===== INPUT MATERIAL =====

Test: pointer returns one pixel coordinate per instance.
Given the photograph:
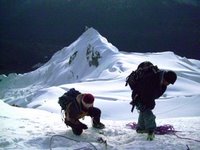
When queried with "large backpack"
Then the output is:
(144, 70)
(67, 98)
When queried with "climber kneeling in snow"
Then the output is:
(77, 106)
(148, 83)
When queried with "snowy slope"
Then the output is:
(92, 64)
(36, 129)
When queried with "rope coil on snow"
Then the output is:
(161, 130)
(51, 139)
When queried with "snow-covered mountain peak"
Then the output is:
(87, 57)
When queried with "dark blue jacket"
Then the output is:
(150, 89)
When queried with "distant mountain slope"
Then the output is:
(91, 58)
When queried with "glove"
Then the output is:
(82, 126)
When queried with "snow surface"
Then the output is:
(92, 64)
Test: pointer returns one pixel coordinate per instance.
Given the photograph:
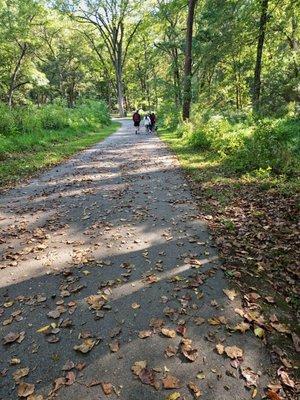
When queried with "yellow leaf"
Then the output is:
(43, 329)
(173, 396)
(259, 332)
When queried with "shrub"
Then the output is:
(7, 121)
(274, 145)
(54, 116)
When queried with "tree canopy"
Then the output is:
(244, 54)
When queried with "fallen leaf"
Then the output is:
(138, 366)
(168, 332)
(144, 334)
(54, 314)
(250, 376)
(68, 366)
(171, 382)
(146, 376)
(200, 375)
(186, 349)
(114, 346)
(194, 389)
(233, 352)
(220, 348)
(96, 301)
(135, 306)
(25, 389)
(70, 378)
(285, 379)
(282, 328)
(181, 330)
(173, 396)
(58, 383)
(86, 346)
(273, 395)
(296, 341)
(44, 329)
(199, 320)
(20, 373)
(259, 332)
(170, 351)
(242, 327)
(107, 388)
(231, 294)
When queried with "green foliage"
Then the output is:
(269, 147)
(274, 147)
(31, 128)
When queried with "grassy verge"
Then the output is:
(46, 149)
(253, 220)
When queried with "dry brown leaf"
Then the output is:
(273, 395)
(135, 306)
(199, 320)
(107, 388)
(138, 366)
(168, 332)
(170, 351)
(20, 373)
(171, 382)
(147, 377)
(282, 328)
(259, 332)
(96, 301)
(58, 383)
(174, 396)
(11, 337)
(86, 346)
(233, 352)
(296, 341)
(25, 389)
(194, 389)
(186, 349)
(35, 397)
(70, 378)
(230, 293)
(250, 376)
(114, 346)
(144, 334)
(242, 327)
(220, 348)
(285, 379)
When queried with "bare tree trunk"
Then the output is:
(259, 54)
(187, 83)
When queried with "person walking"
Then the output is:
(152, 117)
(136, 121)
(147, 123)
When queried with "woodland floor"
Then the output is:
(111, 287)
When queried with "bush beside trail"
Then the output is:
(32, 137)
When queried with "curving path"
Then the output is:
(108, 248)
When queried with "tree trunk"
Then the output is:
(259, 54)
(187, 84)
(120, 94)
(13, 79)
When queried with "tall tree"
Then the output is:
(187, 83)
(111, 18)
(259, 54)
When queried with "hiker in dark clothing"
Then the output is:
(136, 121)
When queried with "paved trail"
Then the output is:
(107, 243)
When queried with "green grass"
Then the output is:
(212, 169)
(23, 155)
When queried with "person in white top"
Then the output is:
(147, 123)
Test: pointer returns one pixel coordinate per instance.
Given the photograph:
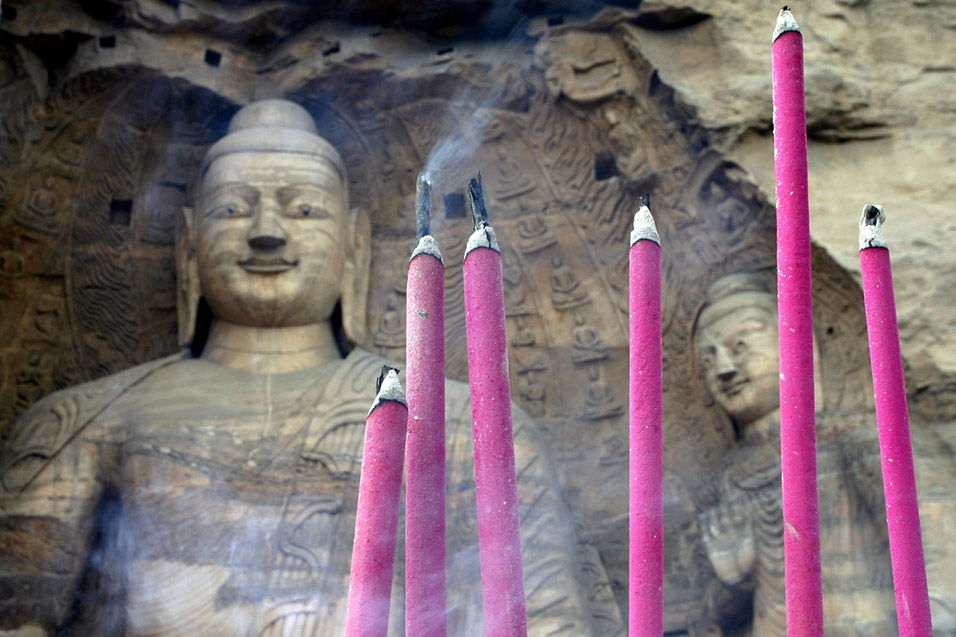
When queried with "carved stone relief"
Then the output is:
(93, 177)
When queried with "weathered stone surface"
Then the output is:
(880, 118)
(109, 107)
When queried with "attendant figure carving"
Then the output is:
(741, 521)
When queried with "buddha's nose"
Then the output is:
(724, 365)
(266, 232)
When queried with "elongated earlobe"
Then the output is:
(187, 278)
(355, 282)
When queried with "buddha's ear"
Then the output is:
(356, 276)
(187, 277)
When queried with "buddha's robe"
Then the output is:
(185, 498)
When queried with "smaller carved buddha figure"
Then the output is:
(600, 402)
(741, 522)
(588, 346)
(534, 234)
(533, 392)
(391, 328)
(566, 290)
(524, 334)
(516, 294)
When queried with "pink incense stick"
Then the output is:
(801, 519)
(425, 585)
(892, 417)
(646, 567)
(376, 521)
(499, 541)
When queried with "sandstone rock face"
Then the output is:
(881, 127)
(570, 113)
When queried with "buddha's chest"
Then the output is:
(239, 518)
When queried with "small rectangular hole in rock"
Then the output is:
(604, 166)
(120, 212)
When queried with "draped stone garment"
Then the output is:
(181, 498)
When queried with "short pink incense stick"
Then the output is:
(376, 521)
(646, 567)
(801, 518)
(425, 586)
(892, 417)
(499, 541)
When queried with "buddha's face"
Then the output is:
(738, 353)
(270, 238)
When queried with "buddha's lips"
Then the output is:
(267, 264)
(735, 388)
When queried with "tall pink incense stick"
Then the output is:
(376, 521)
(499, 541)
(425, 584)
(646, 567)
(801, 518)
(892, 417)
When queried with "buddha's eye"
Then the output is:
(227, 210)
(302, 210)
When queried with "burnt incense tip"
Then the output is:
(871, 227)
(644, 227)
(423, 207)
(476, 197)
(388, 388)
(785, 22)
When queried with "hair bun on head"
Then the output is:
(279, 126)
(273, 113)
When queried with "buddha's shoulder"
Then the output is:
(58, 418)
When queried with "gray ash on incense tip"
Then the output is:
(423, 207)
(785, 22)
(427, 245)
(484, 234)
(871, 227)
(476, 197)
(388, 388)
(644, 226)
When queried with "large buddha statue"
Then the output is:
(741, 522)
(215, 494)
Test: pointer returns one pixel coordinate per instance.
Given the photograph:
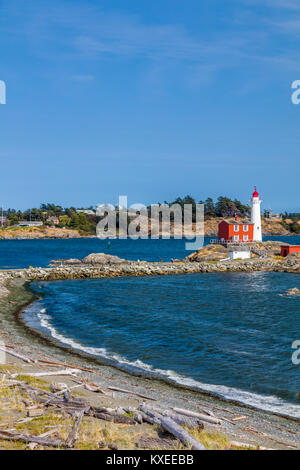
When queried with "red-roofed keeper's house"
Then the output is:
(239, 232)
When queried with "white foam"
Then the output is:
(268, 403)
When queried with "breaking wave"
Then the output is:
(269, 403)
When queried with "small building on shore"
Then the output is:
(239, 252)
(53, 220)
(235, 231)
(31, 223)
(289, 249)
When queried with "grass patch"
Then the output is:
(34, 381)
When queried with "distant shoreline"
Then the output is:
(35, 345)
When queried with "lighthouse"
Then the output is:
(256, 217)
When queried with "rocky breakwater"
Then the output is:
(130, 268)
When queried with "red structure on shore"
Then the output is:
(289, 249)
(239, 232)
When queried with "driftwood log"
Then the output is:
(193, 414)
(121, 390)
(173, 428)
(9, 436)
(74, 433)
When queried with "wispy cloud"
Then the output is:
(82, 78)
(83, 32)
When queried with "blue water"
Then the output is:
(25, 253)
(228, 333)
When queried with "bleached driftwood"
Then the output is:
(18, 356)
(130, 392)
(73, 436)
(173, 428)
(193, 414)
(94, 388)
(9, 436)
(53, 363)
(50, 373)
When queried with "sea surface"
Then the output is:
(229, 334)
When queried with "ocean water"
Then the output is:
(229, 334)
(25, 253)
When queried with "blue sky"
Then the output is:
(150, 99)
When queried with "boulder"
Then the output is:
(102, 258)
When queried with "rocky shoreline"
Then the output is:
(289, 264)
(242, 426)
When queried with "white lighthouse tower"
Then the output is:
(256, 217)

=====

THE REQUEST
List every line in the entries above that contains the word "large". Matching is case-sensitive.

WORKED SOLUTION
When queried with "large backpack"
When queried with "large buddha statue"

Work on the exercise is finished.